→ **Texte à lire**:
Sur les marchés, les journées commencent tôt. Le froid pique, mais le café réconforte. Les ventes démarrent lentement, puis s'accélèrent. Un jeu éducatif à trois euros, une Barbie à quelques euros, un yéti qui fait craquer un enfant. Les clients apprécient les tarifs accessibles et la démarche solidaire.
 
Les ventes fluctuent selon les périodes. En début de mois, lorsque les familles reçoivent leurs revenus, l'activité est soutenue. Mais en fin de mois, la fréquentation chute drastiquement. Les clients manquent de moyens, et l'atelier vend moins. Heureusement, les marchés de Noël compensent ces périodes creuses. Dès le début de décembre, les achats de jouets s'intensifient, offrant un ballon d'oxygène financier à l'association.
 
Les bénéfices permettent de réinjecter de l'argent dans la structure : achat de gasoil pour les véhicules, fournitures pour les réparations, petits équipements. Chaque euro compte pour maintenir l'activité à flot.
 

Réussites et déceptions

Accompagner des personnes en difficulté demande une énergie considérable. Marina l’encadrante et Didier, responsable de l'accompagnement professionnel, donnent tout pour mener leurs salariés vers la réussite. Mais parfois, malgré les efforts, les résultats ne sont pas au rendez-vous. Certaines personnes ne sont pas encore prêtes, trop de complications dans leur vie personnelle les empêchent d'avancer.

→ **Données fournies**:
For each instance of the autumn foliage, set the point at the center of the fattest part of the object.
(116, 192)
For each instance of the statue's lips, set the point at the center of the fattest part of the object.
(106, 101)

→ **Consigne**:
Selon le texte à lire, à quels achats servent les bénéfices de l'association ?

→ **Résultat final**:
Ils servent à acheter du gasoil pour les véhicules, des fournitures pour les réparations et de petits équipements.